◆ WHAT YOU NEED TO DO
Copy out all lines of the records in which the word "arched" appears.

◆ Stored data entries
....

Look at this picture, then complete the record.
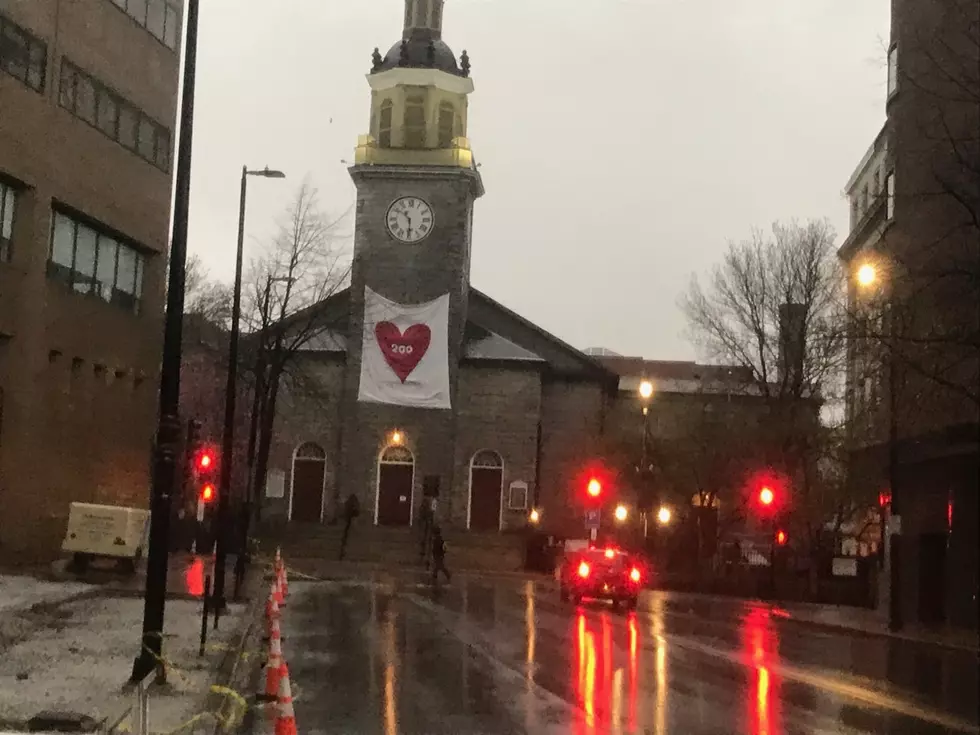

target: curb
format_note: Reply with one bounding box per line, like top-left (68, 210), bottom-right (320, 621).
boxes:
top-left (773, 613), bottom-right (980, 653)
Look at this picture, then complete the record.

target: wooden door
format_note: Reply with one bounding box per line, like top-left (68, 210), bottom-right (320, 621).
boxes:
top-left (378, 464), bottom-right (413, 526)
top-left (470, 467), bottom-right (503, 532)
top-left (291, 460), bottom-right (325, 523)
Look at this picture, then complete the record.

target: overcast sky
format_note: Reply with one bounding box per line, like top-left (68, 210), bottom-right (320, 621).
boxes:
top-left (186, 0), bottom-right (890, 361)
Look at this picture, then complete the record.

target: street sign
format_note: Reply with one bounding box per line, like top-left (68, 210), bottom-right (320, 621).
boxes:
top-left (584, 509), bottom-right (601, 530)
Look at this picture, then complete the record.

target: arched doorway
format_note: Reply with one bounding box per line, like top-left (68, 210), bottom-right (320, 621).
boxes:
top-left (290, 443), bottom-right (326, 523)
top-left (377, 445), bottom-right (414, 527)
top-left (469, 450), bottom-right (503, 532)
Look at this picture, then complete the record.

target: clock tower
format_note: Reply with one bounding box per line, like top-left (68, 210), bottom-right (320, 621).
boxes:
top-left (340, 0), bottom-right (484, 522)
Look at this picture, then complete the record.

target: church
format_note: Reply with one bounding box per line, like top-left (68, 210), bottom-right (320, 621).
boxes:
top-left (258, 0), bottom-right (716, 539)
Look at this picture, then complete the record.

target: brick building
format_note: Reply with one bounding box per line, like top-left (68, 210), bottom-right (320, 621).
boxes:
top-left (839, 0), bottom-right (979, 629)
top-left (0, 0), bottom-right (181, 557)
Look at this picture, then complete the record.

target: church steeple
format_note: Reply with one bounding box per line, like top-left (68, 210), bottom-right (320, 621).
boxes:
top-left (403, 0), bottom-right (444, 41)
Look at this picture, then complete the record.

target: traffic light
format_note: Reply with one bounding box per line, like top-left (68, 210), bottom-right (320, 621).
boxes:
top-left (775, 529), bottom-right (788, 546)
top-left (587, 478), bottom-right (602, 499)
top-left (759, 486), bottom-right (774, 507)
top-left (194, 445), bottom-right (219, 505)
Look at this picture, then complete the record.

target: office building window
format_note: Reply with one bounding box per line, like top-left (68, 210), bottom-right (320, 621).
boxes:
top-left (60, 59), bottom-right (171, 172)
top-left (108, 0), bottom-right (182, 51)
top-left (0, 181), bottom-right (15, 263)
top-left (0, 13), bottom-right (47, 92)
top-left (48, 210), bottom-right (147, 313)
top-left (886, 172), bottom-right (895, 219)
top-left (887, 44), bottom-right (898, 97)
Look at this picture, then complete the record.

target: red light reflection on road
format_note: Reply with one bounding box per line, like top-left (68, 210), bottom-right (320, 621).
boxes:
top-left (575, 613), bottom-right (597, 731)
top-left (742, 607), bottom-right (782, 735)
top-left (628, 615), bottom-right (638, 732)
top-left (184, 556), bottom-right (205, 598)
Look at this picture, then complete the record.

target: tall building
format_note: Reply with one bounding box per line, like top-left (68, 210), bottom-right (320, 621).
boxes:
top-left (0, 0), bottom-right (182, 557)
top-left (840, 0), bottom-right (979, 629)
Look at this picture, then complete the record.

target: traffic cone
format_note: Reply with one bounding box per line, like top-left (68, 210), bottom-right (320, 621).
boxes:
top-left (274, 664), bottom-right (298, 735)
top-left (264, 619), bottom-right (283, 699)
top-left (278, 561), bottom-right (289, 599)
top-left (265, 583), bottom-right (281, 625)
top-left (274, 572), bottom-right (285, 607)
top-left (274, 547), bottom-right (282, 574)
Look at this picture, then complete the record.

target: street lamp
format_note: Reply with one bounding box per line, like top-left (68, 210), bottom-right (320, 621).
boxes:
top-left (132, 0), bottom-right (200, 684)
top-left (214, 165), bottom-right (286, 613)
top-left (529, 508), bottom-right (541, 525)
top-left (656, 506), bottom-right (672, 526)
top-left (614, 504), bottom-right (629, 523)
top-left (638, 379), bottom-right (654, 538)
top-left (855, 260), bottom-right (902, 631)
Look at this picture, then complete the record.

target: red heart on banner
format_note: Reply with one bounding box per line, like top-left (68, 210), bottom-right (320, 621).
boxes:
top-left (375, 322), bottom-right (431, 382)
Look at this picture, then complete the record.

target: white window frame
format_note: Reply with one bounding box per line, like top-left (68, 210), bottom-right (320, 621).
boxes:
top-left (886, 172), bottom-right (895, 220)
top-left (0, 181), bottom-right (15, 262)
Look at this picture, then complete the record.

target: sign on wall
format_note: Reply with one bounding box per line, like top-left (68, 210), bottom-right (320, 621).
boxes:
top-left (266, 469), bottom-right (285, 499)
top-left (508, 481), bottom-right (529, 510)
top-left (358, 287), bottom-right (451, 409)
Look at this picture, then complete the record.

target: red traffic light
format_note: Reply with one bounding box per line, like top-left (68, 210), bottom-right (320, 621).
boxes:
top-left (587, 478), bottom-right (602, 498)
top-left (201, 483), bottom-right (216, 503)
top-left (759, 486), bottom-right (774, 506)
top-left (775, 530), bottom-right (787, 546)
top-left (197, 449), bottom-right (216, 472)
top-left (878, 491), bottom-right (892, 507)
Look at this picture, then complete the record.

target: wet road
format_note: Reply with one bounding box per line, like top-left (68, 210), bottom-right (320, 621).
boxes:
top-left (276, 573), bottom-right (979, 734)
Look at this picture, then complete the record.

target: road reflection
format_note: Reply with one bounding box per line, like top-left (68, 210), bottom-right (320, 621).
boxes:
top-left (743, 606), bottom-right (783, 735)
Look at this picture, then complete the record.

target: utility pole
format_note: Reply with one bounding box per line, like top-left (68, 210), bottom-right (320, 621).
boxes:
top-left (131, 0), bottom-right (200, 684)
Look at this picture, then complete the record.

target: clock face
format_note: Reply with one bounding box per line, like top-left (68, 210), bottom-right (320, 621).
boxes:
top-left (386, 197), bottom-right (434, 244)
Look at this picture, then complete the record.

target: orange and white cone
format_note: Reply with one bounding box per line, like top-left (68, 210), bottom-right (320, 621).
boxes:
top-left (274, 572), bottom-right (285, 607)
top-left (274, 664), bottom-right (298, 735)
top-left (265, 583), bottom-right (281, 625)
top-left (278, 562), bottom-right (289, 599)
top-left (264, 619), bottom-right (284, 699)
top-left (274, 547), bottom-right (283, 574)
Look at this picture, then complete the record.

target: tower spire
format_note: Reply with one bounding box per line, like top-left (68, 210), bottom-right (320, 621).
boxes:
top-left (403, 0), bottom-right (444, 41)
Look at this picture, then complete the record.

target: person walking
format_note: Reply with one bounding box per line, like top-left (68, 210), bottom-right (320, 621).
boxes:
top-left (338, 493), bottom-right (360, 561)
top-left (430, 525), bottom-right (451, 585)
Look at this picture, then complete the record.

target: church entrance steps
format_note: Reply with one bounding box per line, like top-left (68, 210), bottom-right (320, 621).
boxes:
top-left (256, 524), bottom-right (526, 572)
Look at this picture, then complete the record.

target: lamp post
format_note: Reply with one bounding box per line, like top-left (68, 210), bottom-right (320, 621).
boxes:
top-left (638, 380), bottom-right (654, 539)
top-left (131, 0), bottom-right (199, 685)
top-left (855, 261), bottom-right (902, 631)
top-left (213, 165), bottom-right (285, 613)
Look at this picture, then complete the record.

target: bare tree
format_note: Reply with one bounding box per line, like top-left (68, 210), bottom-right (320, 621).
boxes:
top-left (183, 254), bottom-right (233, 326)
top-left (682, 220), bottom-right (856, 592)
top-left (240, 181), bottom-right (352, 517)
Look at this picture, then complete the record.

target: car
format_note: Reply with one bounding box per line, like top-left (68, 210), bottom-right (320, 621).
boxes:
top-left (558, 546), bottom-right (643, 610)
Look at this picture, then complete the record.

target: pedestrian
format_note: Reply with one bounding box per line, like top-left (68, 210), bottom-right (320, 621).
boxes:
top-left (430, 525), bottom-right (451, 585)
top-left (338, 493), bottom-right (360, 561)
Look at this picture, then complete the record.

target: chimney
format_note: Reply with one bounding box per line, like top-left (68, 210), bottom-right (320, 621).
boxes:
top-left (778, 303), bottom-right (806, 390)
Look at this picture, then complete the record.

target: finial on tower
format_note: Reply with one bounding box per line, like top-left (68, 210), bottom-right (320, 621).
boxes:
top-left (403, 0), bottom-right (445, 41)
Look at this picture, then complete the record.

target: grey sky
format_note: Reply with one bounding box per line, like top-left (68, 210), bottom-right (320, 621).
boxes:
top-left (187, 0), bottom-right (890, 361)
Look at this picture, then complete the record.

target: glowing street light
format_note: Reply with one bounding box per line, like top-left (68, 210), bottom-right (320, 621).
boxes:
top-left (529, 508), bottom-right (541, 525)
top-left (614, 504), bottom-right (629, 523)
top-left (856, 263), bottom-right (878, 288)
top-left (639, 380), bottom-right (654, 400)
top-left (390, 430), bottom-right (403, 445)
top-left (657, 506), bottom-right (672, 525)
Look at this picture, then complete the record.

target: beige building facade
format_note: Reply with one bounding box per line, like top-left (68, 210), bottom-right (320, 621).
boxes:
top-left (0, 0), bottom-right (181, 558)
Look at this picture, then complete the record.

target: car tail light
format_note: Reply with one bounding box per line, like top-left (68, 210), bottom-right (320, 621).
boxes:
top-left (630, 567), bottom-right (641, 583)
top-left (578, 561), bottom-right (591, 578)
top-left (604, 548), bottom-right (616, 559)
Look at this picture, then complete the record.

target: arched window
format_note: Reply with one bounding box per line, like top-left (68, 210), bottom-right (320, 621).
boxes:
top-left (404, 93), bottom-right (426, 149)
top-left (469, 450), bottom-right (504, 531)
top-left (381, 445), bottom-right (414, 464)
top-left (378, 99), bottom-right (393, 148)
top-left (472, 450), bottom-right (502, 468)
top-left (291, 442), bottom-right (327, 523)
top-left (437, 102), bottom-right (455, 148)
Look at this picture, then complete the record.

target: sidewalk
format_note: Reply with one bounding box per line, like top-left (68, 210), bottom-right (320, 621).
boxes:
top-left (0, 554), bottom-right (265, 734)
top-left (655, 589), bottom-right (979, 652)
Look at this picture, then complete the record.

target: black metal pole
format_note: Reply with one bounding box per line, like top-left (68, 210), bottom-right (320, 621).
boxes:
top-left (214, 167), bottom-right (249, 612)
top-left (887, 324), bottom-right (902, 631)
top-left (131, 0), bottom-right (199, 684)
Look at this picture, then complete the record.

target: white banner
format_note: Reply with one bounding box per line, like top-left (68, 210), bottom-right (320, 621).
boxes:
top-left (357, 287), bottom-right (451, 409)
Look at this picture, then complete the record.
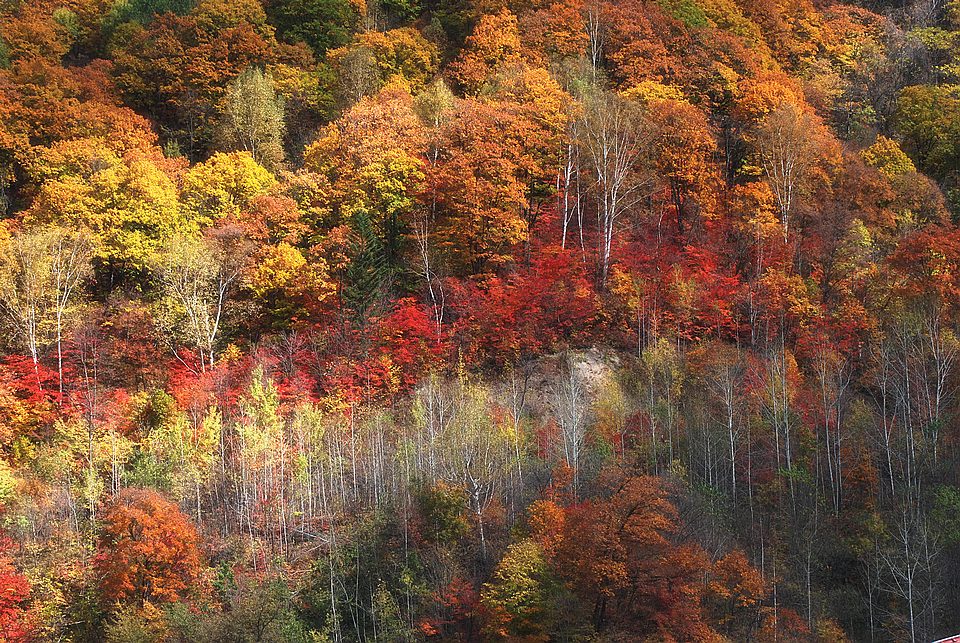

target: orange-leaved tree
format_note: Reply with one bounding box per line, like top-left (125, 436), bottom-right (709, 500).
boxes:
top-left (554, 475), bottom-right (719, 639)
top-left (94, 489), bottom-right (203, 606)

....

◆ RESPONSE BOX
target: arched doorway
target: arched window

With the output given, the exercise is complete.